Source extract:
I know a lot of adventure games that don’t exactly branch out. You have to follow a very strict plot. You have to find certain triggers that lead down one very clear path — clear in hindsight, anyway. You can play out your “destiny” gracefully and skillfully or as a clumsy oaf, but the end result is the same. Do those help? Does it make a difference? Do you get “control” in your dreams, or are you more helpless than when you started?
There is one generalization I can make: Treat people like a jerk and go in to any given situation with guns blazing and you get killed, either in real life or in most games I’ve experienced.
I played one game where the sheriff in a small town got killed despite my attempt to help him. I found the key to his apartment on his body. I went to his apartment, saw some stuff I could use, and started pilfering. Then I opened a door to one room where I found the sheriff’s pre-teen son. He asked me who I was, what I was doing there and where his father was.
To say that I felt like a jerk would be a severe understatement.
I’m fascinated by World War I air-to-air combat. I played a very realistic flight simulator on that theme once. At one point, I looked at the screen and grumbled aloud, “This isn’t any fun.”
The profound truth of that hit me almost immediately.

Given problem 1: Copy word for word the part of the passage on video games starting with "I know a lot" and going on through "games I’ve experienced.".
Given problem 2: In the passage on video games, what did the writer find on the sheriff's body?
Given problem 3: Extend the passage on video games beyond its final sentence.
The lines that come next have no connection to the passage on video games.

Data records:
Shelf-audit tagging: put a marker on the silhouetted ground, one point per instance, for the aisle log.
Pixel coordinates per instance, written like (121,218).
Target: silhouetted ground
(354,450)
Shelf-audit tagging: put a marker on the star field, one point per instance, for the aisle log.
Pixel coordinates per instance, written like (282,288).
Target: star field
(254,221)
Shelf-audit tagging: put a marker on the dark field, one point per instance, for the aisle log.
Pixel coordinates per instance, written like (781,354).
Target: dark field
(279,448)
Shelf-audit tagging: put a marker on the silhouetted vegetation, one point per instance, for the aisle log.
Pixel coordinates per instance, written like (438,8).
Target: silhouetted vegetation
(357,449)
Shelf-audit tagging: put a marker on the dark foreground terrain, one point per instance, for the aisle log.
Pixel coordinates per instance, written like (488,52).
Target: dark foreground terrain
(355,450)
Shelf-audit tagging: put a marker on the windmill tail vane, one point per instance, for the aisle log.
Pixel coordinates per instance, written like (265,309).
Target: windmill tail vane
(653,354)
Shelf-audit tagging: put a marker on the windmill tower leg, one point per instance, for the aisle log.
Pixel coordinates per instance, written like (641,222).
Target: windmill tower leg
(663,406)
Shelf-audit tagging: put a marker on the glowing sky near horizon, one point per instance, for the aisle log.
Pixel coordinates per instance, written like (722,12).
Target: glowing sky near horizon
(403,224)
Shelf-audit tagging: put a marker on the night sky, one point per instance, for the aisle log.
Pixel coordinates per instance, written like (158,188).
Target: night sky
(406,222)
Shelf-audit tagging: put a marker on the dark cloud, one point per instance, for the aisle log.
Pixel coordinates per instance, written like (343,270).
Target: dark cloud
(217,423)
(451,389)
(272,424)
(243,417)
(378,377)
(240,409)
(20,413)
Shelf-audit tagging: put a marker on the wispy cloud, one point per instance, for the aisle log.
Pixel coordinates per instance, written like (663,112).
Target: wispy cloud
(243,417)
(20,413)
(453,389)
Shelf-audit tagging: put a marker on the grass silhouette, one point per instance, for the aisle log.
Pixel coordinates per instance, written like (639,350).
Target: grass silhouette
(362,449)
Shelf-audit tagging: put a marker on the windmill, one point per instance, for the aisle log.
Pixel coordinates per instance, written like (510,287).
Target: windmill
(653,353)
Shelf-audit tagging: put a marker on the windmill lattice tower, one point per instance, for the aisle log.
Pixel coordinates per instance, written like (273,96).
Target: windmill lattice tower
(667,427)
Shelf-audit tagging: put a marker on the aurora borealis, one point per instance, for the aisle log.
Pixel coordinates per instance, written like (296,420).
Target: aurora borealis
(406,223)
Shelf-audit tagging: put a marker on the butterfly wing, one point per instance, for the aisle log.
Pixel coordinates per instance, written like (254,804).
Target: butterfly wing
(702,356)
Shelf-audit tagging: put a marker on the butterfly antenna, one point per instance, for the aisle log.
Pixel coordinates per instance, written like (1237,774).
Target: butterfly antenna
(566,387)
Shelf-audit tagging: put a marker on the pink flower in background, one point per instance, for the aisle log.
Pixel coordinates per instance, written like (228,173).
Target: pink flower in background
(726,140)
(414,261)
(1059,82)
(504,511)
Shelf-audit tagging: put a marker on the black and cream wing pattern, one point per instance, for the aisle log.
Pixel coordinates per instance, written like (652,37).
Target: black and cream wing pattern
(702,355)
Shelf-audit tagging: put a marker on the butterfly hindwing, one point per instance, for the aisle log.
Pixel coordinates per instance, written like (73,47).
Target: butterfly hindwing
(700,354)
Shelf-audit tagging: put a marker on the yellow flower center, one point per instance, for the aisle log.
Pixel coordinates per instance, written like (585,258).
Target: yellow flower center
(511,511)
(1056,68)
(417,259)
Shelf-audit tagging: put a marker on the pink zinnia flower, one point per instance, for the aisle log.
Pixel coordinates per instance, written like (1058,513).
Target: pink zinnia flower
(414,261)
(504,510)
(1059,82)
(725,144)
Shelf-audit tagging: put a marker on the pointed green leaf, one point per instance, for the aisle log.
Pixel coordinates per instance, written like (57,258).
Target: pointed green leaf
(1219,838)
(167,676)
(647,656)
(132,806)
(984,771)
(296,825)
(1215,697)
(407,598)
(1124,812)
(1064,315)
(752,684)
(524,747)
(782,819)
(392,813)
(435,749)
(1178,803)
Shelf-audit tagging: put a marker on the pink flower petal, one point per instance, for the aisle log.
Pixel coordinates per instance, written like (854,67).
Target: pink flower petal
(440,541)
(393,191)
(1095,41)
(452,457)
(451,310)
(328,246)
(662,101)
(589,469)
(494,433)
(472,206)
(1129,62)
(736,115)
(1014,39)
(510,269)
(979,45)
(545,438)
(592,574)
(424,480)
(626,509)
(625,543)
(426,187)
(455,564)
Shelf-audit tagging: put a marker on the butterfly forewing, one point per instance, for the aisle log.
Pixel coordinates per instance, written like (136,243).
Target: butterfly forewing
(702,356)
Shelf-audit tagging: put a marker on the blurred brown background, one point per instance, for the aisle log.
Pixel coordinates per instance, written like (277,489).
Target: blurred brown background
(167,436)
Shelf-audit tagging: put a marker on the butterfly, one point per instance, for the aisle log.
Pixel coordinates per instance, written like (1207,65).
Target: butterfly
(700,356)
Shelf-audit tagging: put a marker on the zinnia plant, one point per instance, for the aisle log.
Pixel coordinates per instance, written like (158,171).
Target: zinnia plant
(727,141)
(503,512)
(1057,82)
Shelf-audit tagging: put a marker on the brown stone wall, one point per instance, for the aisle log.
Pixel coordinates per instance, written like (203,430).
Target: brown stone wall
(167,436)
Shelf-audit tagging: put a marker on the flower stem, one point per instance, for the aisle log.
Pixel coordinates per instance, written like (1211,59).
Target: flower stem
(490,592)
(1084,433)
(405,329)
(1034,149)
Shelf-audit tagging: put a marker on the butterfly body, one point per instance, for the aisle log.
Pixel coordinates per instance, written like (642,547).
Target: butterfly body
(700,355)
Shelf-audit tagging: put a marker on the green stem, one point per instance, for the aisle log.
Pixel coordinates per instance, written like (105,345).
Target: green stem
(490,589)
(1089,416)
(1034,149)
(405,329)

Written response 1:
I know a lot of adventure games that don’t exactly branch out. You have to follow a very strict plot. You have to find certain triggers that lead down one very clear path — clear in hindsight, anyway. You can play out your “destiny” gracefully and skillfully or as a clumsy oaf, but the end result is the same. Do those help? Does it make a difference? Do you get “control” in your dreams, or are you more helpless than when you started?
There is one generalization I can make: Treat people like a jerk and go in to any given situation with guns blazing and you get killed, either in real life or in most games I’ve experienced.

Written response 2: The key to the sheriff's apartment.

Written response 3:
There are no “health packs” in the real world. You can’t go to a nearby hot dog stand and replenish your health after you’ve been shot and wrecked your car, as you do in “Grand Theft Auto.”
I think there’s some value in teaching people — particularly young men — that they’re not bulletproof. I especially approve of methods that teach that lesson without using real bullets.
And now for a swift change of topic.
I didn’t want to write on politics this week. The primary season and the runoffs have given me political overload. However, there was an event last week that is too important to ignore.
President Barack Obama’s national approval rating is clearly below his disapproval rating by a significant margin on “Pollster.com” for the first time. It took the oil disaster in the Gulf of Mexico, apparently, but the separation is measurable and significant: 2.6 percentage points, with 48.9 percent disapproving and 46.3 percent approval.